_Challenge:_ Copy out every one of the following lines word for word, keeping each character and its order unchanged.

-=-=-

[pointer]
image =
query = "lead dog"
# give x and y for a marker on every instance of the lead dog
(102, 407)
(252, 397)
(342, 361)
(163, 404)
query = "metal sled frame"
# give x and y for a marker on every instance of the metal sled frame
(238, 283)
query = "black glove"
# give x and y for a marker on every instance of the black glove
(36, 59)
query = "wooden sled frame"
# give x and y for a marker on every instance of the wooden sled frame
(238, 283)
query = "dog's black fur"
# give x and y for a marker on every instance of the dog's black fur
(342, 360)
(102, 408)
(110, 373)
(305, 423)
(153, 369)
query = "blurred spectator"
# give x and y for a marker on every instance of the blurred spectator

-=-=-

_Solution to the problem:_
[pointer]
image =
query = "lead dog"
# give x and y for a marker on every instance of the lead dog
(102, 407)
(252, 397)
(342, 361)
(163, 404)
query = "metal sled frame"
# give x and y for a marker on every instance of the metal sled frame
(238, 283)
query = "black glove"
# give x and y for a marker on every instance of the black glove
(36, 59)
query = "wooden sled frame"
# give x and y for a marker on every instance of the wooden sled frame
(238, 283)
query = "dog's black fur"
# give x and y for a marker on every instance of the dog's black fur
(342, 360)
(102, 408)
(110, 373)
(305, 423)
(153, 369)
query = "blurred spectator"
# give x and y for a marker on every instance of the blurred spectator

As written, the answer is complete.